- **Excerpt**
● ● ● ● ●
Well, there’s no question that both Obama and Romney’s GOP opponents want to paint Romney as “out of touch” with the average American. Romney hasn’t helped his own case with multiple gaffes that make John “I don’t know how many houses I own” McCain seem like a tactical genius in that regard. So obviously pointing to a “low” tax rate will play into it.

Another suggestion I’ve been hearing for Romney’s lack of enthusiasm in releasing his returns is millions of dollars in donations to the Mormon church. Noticing huge donations may bring up the religious issue that Romney has so far been successful in downplaying.

It won’t do anything to dispel the notion that Romney is an out-of-touch rich guy. I guess his campaign figures that if he releases the full returns in April, it won’t hurt him in the primaries and it’ll be forgotten by the time the general election rolls around. I’m not sure what’s to be gained by giving people the gist of it now and then more later, but I suppose he’s trying to prevent Gingrich and Santorum from asking what he’s hiding.

Hey, when you make $50,000,000/year and you have to tithe, what’s a fella to do? It’s just math, dude!

There’s also the inevitable “boxers or briefs” question, with a Mormon twist just waiting in the wings.

Why shouldn’t it be? It’s not as if people are decrying his use of obscure or grey-area tax breaks to pay less. It’s that there is legitimate (if arguable) reasons to object to non-labour income being taxed at relatively low rates, objections to how private equity profits are taxed, and objections to a tax code that helps perpetuate and exacerbate income inequalities.
● ● ● ● ●
- **Entries shown**

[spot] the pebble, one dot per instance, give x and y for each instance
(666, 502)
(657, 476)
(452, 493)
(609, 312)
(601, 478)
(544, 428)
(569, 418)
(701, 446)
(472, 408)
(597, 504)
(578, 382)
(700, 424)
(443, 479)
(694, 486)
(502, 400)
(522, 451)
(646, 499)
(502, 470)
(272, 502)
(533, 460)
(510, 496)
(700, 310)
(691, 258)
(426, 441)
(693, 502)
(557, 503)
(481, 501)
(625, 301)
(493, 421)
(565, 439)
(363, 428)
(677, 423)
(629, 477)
● ● ● ● ●
- **Written instruction 1**
List every person named in the excerpt on Romney's tax returns.
- **Written instruction 2**
Please return the part of the excerpt on Romney's tax returns from "It won’t do" up to and including "what he’s hiding.", copied word for word.

- **Final result 1**
Obama
Romney
John McCain
Gingrich
Santorum

- **Final result 2**
It won’t do anything to dispel the notion that Romney is an out-of-touch rich guy. I guess his campaign figures that if he releases the full returns in April, it won’t hurt him in the primaries and it’ll be forgotten by the time the general election rolls around. I’m not sure what’s to be gained by giving people the gist of it now and then more later, but I suppose he’s trying to prevent Gingrich and Santorum from asking what he’s hiding.